AIM OF THE EXERCISE
Present everything from the line containing "the white pickup" down to the end of the records as a numbered list, omitting any blank lines.

==============================

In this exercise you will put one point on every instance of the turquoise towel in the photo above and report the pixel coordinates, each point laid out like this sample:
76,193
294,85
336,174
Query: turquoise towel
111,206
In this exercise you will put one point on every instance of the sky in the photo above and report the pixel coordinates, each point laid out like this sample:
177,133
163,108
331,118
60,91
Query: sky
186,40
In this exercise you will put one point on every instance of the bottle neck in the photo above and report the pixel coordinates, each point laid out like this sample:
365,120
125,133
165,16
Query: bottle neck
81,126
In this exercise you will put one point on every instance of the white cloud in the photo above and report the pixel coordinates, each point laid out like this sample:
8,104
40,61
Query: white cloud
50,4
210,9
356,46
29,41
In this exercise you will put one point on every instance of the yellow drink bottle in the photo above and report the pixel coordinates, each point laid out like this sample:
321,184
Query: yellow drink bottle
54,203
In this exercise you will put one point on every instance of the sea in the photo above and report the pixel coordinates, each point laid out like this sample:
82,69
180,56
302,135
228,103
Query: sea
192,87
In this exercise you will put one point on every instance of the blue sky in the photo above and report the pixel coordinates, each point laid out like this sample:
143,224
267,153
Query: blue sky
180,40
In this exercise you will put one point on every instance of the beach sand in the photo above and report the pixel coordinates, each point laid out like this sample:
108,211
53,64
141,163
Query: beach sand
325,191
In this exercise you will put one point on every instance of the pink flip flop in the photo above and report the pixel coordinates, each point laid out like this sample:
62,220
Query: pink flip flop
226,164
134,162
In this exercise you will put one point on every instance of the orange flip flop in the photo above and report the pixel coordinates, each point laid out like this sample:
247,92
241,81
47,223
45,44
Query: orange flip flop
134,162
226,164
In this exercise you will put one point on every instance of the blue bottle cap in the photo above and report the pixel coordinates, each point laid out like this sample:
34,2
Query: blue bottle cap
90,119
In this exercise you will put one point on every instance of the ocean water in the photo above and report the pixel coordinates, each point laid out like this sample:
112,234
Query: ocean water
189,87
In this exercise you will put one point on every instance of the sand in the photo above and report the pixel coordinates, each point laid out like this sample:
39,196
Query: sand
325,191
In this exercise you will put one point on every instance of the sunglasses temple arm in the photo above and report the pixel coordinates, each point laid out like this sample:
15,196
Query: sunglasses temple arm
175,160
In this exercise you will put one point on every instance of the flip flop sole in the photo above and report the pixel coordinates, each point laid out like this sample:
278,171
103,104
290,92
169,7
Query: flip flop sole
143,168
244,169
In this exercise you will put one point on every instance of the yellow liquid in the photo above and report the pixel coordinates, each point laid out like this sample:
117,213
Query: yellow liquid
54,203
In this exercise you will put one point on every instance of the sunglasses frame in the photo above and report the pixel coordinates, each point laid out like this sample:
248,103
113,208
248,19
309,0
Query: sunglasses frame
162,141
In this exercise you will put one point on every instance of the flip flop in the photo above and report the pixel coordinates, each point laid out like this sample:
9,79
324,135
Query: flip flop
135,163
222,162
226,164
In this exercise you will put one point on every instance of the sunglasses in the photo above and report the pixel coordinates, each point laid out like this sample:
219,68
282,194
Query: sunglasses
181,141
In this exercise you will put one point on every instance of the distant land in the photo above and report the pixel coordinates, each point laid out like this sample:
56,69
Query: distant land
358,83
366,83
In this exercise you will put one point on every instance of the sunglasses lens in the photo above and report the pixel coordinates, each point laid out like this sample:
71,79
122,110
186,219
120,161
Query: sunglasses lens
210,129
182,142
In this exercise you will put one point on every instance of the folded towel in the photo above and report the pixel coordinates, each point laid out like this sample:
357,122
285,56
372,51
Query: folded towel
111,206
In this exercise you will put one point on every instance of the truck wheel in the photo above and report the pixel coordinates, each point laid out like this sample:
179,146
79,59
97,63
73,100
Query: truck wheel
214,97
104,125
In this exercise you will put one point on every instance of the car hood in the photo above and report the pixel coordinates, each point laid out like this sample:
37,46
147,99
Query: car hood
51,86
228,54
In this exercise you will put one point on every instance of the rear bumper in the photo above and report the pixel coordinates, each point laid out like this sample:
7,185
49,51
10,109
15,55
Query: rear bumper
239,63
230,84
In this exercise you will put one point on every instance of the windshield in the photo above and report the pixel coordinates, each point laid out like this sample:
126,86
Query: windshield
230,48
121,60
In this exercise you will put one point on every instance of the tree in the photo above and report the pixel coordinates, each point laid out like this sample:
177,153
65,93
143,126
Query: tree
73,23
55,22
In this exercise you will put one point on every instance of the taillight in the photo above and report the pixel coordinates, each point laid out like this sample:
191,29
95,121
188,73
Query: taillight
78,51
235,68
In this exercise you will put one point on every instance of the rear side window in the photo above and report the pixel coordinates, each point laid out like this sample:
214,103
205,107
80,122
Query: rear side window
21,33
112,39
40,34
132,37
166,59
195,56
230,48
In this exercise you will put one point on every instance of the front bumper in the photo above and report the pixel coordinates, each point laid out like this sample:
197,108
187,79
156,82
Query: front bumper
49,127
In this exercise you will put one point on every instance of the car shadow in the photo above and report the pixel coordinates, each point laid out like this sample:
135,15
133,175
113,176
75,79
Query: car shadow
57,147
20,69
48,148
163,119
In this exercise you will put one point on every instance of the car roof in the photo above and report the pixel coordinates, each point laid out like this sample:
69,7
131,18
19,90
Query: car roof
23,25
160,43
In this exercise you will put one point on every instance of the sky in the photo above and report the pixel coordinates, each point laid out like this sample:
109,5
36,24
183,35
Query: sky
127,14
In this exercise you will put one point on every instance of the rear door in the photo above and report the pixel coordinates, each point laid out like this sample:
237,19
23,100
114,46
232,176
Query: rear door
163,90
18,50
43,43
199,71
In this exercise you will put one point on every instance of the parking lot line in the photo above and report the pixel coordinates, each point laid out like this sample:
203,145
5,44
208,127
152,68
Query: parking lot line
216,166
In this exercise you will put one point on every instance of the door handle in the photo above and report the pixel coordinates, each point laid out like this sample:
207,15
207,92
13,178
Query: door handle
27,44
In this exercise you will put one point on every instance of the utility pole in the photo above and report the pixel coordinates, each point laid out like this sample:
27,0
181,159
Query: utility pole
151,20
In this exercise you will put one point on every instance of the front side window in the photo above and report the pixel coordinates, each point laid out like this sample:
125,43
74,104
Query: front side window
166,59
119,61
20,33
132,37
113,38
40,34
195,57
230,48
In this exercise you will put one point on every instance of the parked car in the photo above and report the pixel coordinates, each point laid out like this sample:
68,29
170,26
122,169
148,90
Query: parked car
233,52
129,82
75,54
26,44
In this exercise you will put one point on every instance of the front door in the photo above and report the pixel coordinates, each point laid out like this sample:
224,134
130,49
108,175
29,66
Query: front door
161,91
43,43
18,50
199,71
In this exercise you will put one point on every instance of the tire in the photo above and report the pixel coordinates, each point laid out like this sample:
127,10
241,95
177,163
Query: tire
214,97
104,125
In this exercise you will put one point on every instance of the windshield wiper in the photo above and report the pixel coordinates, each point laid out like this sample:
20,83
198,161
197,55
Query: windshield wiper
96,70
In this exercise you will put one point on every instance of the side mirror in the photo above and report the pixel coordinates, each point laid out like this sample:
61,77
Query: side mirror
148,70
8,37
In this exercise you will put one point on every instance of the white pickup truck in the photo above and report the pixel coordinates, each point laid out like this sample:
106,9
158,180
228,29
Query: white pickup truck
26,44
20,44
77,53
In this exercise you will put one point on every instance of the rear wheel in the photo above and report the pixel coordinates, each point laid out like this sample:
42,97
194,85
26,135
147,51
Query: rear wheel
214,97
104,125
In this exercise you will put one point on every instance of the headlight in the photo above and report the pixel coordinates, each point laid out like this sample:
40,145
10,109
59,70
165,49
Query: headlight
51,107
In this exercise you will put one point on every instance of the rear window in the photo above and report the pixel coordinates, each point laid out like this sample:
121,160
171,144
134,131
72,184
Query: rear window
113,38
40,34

==============================

OUTPUT OF THE TASK
1. In this exercise you will put one point on every instance of the white pickup truck in the photo above and report the pixel coordinates, each point laid out like this sample:
2. 106,9
3. 158,180
4. 228,29
5. Query: white pickup truck
6. 26,44
7. 20,44
8. 77,53
9. In this exercise you will put one point on every instance of the rear wheel in the photo above and report the pixel coordinates, each point laid out like this sample:
10. 42,97
11. 194,85
12. 26,135
13. 147,51
14. Query: rear wheel
15. 214,97
16. 104,125
17. In this exercise you will put one point on every instance of the headlight in the photo above and report the pixel coordinates, each point laid out like this sample:
18. 40,145
19. 10,109
20. 59,70
21. 165,49
22. Query: headlight
23. 51,107
24. In this exercise you will put one point on every instance of the rear window in the photo above and report the pixel coordinates, each point laid out like this sample:
25. 121,160
26. 171,144
27. 134,131
28. 72,184
29. Query: rear window
30. 113,38
31. 40,34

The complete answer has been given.